**Source passage:**
#####
The lack of information, discretion and cited ties to prominent Russian politicians paints a picture of a mysterious master of manipulation, a latter-day Rasputin of disinformation.

‘Third-rate political technologist’

But images can also be deceptive. “If there’s so little information about him, it may be simply because he’s not important enough in Russia,” noted Andrey Pertsev, a journalist with the Latvia-based independent Russian website, Meduza, and an expert on Moscow’s corridors of power.

Gambashidze’s case illustrates how the same individual can be perceived by two very different worlds. In the West, he is considered a threat, with Europe going so far as to include him on its list of sanctioned individuals. In Russia, on the other hand, he is at best “a third-rate political technologist”, according to Pertsev, using a Russian term for the professional engineering of politics.

While the term “political technology” is largely unfamiliar in the West, it’s well known to Russian and Ukrainian audiences acquainted with the state’s manipulation of techniques to hijack and weaponise the political process.

It’s also the subject of Wilson’s latest book, “Political Technology: The Globalisation of Political Manipulation”, and Gambashidze appears to neatly fit the definition of a political technologist. “His career looks super typical. A lot of these political technologists are entrepreneurial. They sell services, they come up with ideas,” explained Wilson.
#####
**Dataset entries:**
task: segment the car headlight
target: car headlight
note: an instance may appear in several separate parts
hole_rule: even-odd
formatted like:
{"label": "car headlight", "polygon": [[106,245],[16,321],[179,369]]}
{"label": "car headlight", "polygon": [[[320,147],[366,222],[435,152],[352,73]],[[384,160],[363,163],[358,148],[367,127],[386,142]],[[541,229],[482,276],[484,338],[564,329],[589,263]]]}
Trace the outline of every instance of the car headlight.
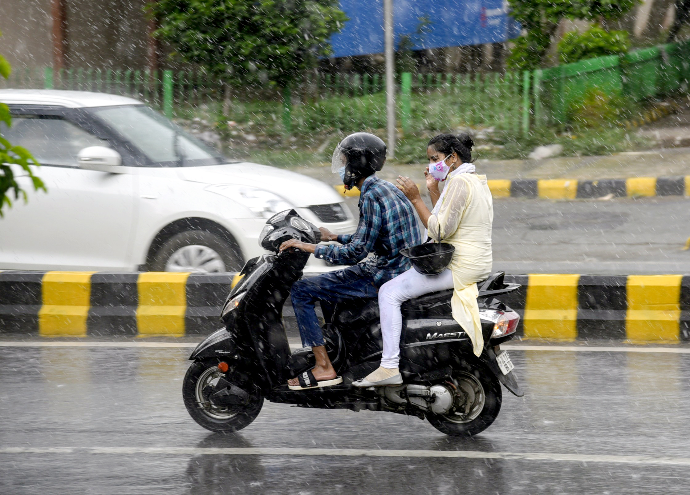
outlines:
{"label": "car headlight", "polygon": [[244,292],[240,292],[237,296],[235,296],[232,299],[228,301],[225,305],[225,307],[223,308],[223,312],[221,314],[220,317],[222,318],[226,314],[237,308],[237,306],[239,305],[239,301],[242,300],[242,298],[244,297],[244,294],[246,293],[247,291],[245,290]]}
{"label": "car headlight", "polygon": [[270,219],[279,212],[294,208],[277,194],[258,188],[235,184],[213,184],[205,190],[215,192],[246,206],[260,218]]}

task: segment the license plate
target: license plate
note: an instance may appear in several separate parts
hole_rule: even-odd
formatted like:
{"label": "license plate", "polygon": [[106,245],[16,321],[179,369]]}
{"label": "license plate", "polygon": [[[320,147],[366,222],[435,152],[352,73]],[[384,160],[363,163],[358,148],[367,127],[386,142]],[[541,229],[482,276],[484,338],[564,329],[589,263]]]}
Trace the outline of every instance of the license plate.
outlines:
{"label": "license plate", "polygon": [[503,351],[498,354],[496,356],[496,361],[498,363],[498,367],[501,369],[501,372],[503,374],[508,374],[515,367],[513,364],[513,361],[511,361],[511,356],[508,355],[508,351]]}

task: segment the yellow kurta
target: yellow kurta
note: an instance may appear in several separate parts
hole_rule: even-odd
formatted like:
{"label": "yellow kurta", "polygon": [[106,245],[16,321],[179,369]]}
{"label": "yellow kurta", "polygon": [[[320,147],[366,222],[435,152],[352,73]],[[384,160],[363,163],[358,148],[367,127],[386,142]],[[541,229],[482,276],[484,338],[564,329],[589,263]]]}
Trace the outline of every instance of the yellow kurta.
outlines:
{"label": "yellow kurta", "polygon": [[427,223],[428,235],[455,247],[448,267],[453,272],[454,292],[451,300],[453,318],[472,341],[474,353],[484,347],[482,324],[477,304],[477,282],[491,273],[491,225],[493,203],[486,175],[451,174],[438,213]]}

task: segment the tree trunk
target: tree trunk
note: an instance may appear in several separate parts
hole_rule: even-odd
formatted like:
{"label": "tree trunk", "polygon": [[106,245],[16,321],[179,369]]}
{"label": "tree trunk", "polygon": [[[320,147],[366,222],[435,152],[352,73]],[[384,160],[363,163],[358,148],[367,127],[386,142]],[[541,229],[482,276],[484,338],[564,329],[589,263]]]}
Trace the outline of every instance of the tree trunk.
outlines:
#####
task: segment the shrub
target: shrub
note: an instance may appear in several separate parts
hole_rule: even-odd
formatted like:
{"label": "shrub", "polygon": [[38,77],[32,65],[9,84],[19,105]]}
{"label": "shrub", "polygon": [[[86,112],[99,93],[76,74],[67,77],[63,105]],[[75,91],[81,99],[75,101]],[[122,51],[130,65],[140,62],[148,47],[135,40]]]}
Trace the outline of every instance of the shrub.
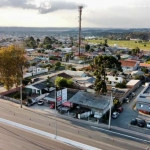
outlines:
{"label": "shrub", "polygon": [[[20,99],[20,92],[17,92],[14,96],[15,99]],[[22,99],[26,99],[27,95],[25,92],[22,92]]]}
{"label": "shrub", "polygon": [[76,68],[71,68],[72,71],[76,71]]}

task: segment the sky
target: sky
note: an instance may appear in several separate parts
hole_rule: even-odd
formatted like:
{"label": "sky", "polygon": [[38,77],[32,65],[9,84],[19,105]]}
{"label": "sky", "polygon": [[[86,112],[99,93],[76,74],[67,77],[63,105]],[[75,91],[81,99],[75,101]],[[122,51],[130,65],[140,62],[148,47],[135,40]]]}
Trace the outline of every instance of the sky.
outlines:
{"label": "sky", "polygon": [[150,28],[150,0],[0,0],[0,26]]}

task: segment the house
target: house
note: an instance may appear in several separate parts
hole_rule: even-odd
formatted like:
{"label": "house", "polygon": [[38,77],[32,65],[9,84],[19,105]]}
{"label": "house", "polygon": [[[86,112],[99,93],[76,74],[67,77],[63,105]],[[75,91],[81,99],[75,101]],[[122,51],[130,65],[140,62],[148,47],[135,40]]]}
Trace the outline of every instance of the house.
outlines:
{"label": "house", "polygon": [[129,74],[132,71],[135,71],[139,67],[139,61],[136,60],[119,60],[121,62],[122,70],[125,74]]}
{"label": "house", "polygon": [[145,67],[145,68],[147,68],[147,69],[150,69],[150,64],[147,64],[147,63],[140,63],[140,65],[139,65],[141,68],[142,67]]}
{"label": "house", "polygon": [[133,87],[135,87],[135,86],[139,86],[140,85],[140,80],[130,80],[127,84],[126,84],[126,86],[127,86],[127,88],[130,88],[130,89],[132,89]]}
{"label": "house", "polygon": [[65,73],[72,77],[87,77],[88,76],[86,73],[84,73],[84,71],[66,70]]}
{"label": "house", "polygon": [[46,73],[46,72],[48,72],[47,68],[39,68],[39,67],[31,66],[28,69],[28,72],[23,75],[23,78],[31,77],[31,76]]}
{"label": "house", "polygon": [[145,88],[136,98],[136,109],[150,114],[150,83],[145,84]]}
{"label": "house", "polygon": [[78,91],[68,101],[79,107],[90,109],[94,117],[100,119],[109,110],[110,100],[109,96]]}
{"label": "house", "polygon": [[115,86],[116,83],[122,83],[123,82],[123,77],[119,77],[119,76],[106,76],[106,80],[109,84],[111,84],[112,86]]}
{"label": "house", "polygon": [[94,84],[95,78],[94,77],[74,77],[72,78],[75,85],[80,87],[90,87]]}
#####
Please carry on the article about Gambashidze and political technology, beginning right after its final sentence.

**Answer to the problem:**
Internationally, political technologists are most often associated with Prigozhin, who sent dozens of them to African countries to help Moscow’s protégés win elections. But most Russian political technologists are focused on domestic politics and local parties, according to experts. “We mustn’t forget that their main bread and butter consists of handling local elections, working for governors or parties,” noted Shekhovtsov.

“That’s where the money is,” explained Pertsev. A political technologist’s influence is therefore measured above all by the prestige of the election he or she is supposed to help win.

Gambashidze is no exception. He has handled elections in Kalmykia, one of Russia’s 21 republics, located in the North Caucasus, as well as in the Tambov Oblast, one of the least populated regions of central Russia.

“His [SDA] team often made mistakes and he was repeatedly called back to Moscow to avoid an electoral setback,” explained Pertsev, who says he cannot understand how such an individual ended up in Brussels’ crosshairs.

On the messaging service Telegram, anonymous accounts make fun of the questionable effects of Gambashidze’s advice to Batu Khassikov, governor of Kalmykia in 2019. Not only did Gambashidze fail to get Khassikov re-elected, but the incumbent’s popularity rating actually plummeted at the time.

A pig release backfires

In August 2023, a Gambashidze associate thought it wise to organise a release of pigs tattooed with the Communist Party emblem in Khakassia, a republic in southern Siberia.

The aim of the pig release was to discredit the republic’s Communist governor, Valentin Konovalov. But the plan backfired: Gambashidze’s associate was accused by a section of the local population of “ridiculing Russian history” and he was fined for violating campaign rules.

But the SDA’s most prestigious, if short-lived, client appears to have been Leonid Slutsky, who took over as head of the ultranationalist Liberal Democratic Party (LDPR) in 2022 after the death of Russia’s notorious, far-right populist, Vladimir Zhirinovsky.

The new LDPR boss, aware of his lack of charisma, needed a political technologist. He ended up with Gambashidze. But he was quickly dismissed “without a moment’s hesitation, which means that Ilya Gambashidze is not considered very important in the Kremlin”, explained Pertsev.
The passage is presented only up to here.